* START The data *
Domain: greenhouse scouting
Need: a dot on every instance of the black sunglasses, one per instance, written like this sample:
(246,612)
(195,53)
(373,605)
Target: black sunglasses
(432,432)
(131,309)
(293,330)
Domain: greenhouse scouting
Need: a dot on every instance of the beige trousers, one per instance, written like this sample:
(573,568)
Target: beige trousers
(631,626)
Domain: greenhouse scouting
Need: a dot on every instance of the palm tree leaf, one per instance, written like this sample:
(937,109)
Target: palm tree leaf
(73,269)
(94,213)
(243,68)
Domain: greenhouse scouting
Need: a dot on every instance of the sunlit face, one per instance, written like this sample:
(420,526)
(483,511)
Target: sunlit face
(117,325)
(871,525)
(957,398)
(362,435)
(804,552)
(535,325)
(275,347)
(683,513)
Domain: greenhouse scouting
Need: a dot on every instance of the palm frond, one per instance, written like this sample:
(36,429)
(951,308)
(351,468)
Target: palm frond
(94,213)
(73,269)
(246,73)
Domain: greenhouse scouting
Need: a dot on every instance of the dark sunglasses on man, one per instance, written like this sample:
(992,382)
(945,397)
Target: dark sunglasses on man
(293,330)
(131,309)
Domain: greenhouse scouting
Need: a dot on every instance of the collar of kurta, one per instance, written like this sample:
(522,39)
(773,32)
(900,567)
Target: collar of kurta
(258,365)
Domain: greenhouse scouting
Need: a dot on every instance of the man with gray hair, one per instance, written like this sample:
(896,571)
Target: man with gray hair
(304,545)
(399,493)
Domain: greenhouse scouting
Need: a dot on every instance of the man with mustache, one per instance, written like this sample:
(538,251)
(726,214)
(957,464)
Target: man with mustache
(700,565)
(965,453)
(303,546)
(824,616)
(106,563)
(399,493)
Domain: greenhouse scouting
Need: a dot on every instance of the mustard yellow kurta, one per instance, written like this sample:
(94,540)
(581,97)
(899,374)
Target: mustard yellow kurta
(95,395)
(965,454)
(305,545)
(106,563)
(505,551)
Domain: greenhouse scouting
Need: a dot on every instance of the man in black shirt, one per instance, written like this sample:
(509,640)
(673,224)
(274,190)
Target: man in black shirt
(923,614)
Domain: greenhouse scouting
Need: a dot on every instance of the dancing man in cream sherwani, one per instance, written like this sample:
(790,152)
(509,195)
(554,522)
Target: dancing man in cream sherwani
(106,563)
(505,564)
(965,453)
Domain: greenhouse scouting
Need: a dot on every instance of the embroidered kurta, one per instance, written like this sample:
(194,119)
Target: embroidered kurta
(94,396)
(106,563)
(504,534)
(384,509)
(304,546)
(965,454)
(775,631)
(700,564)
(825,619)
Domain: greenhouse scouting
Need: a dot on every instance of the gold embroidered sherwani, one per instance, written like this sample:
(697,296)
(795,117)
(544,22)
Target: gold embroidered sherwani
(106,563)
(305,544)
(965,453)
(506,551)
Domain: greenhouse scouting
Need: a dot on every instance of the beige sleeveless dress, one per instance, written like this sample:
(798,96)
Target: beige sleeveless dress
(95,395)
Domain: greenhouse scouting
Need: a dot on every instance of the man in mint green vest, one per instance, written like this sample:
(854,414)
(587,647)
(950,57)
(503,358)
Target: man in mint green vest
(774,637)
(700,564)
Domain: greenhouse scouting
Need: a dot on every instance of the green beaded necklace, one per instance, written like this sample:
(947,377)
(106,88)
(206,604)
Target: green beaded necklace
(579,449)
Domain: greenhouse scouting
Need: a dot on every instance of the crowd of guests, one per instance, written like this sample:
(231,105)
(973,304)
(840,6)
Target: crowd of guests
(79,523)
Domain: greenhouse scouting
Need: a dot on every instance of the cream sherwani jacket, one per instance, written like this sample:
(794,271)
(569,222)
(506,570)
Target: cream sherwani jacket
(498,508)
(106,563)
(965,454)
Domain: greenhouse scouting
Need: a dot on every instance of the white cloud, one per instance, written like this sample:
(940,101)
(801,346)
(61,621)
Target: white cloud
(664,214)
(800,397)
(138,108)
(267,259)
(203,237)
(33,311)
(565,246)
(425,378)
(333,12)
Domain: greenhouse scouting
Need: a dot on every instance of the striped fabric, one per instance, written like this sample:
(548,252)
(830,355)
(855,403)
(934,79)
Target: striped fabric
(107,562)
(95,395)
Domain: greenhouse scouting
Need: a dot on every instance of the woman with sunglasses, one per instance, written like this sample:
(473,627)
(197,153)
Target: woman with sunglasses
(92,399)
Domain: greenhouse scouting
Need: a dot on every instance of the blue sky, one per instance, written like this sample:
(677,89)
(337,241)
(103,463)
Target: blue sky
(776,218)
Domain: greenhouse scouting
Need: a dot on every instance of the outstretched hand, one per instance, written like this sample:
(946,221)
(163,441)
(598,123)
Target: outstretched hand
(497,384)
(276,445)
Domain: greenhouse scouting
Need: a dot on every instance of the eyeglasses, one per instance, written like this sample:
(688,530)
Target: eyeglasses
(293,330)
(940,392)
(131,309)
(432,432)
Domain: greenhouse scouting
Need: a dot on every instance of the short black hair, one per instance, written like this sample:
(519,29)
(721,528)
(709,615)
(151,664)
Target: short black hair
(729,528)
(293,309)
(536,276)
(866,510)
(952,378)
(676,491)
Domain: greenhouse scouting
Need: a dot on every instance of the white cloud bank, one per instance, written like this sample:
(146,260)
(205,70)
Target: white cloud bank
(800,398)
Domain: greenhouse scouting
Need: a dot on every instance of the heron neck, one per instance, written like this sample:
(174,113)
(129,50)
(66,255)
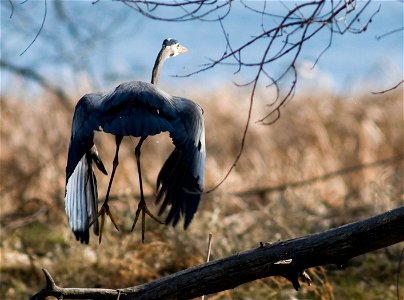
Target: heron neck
(161,57)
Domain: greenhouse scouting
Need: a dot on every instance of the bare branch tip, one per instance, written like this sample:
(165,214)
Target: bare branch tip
(50,283)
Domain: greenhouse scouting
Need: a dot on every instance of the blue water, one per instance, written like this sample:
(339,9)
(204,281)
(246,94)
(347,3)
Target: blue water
(108,42)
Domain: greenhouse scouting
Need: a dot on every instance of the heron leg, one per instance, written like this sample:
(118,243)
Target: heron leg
(142,207)
(105,211)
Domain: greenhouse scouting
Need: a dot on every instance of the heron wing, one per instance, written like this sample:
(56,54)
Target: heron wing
(81,197)
(180,181)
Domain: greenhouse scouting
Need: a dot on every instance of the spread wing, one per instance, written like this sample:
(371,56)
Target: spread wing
(133,108)
(180,181)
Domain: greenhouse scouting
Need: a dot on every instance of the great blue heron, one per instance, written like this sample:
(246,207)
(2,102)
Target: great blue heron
(137,109)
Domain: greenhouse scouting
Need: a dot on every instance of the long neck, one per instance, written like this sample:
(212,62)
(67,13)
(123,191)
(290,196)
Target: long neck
(161,57)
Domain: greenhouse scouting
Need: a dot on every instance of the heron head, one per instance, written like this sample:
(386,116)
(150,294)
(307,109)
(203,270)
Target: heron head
(172,47)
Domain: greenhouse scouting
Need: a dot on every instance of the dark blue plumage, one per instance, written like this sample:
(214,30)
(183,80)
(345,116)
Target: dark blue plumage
(136,109)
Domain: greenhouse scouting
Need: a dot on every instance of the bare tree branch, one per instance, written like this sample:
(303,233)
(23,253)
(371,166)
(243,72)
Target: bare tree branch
(39,30)
(288,259)
(390,89)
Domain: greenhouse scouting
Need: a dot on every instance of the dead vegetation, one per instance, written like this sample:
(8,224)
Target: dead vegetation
(316,135)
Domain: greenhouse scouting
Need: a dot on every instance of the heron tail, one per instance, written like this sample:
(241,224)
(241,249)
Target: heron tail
(178,187)
(81,200)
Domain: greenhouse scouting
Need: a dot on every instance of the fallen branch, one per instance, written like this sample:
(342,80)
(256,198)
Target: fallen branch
(288,259)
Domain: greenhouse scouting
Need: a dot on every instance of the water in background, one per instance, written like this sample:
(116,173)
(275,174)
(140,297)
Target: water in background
* END The data *
Job. Pull out every line of the entries above that contains the word "head", and list them in their original order.

Completed exercise.
Need: a dot on every instance of the heron head, one per instance, written like this sample:
Target: heron head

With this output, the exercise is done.